* WHAT IS NEEDED *
Leave out any pictures and transcribe all other data below exactly.

* MATERIAL FOR THE TASK *

● ● ●

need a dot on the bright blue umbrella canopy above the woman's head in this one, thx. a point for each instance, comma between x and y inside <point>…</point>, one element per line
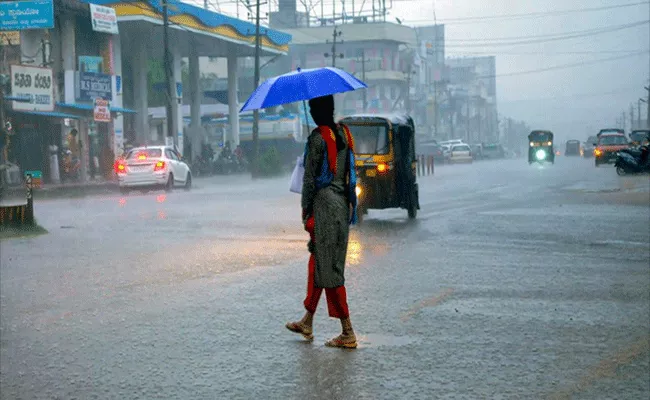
<point>300,85</point>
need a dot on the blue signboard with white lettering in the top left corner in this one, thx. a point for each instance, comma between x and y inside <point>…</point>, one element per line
<point>27,14</point>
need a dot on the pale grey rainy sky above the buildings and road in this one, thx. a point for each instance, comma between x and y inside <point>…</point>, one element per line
<point>572,102</point>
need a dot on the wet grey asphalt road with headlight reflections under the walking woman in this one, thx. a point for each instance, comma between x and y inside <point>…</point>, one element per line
<point>514,282</point>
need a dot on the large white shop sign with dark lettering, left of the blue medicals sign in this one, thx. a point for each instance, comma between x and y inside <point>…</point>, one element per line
<point>35,84</point>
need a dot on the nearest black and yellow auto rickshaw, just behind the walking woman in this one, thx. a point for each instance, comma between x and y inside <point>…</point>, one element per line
<point>386,162</point>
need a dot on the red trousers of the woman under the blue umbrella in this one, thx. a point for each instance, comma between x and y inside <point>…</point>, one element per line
<point>337,302</point>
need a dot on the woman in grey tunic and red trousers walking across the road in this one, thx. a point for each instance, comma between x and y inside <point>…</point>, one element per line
<point>328,208</point>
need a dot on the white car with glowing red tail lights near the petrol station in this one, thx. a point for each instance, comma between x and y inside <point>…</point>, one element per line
<point>152,167</point>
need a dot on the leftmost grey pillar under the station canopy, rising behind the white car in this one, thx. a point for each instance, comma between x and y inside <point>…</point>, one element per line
<point>140,91</point>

● ● ●

* ANSWER SPACE *
need a dot on the bright blue umbrella canopy above the woman's head in this one, thx. a point for each instance, comma between x and y inside <point>…</point>, one element per line
<point>300,85</point>
need a dot on the blue signboard with white lettering in the top left corner in this one, thx. a point for each instance, comma between x and y inside <point>…</point>, one element per line
<point>27,14</point>
need a dot on the pale grey rainy sky above the buildings and road in this one, thx. a point for each instance, comma between x and y inside <point>…</point>, one element per line
<point>572,102</point>
need a dot on the wet grey asphalt road with headlight reflections under the walking woman in this one, thx. a point for each instance, comma between x and y inside <point>…</point>, one element per line
<point>514,282</point>
need a dot on the large white shop sign with dark lettering, left of the blue medicals sign in this one, thx. a point for each instance, comma between x and y inside <point>…</point>, one element per line
<point>35,84</point>
need a dot on the nearest black and yellow auto rickshaw, just behind the walking woman in this one, thx. a point for each instance, comma between x and y inside <point>…</point>, one element per line
<point>386,162</point>
need a dot on the red trousers of the woman under the blue umbrella in this one, thx. a point for each instance, comma between x and y inside <point>…</point>, one element per line
<point>337,302</point>
need a dot on the woman in grey tunic and red trousers walking across the road in this one, thx. a point for each instance, comma between x and y inside <point>…</point>, one element per line
<point>328,208</point>
need a dot on the white car with glowing red tail lights near the petrol station in this one, thx. a point for each instance, comma between x and y inside <point>…</point>, one element per line
<point>152,167</point>
need a dot on the leftmost grey pillar under the station canopy, rising behind the white car in this one, thx. a point for each instance, comma between x and y inside <point>…</point>, one element per line
<point>140,91</point>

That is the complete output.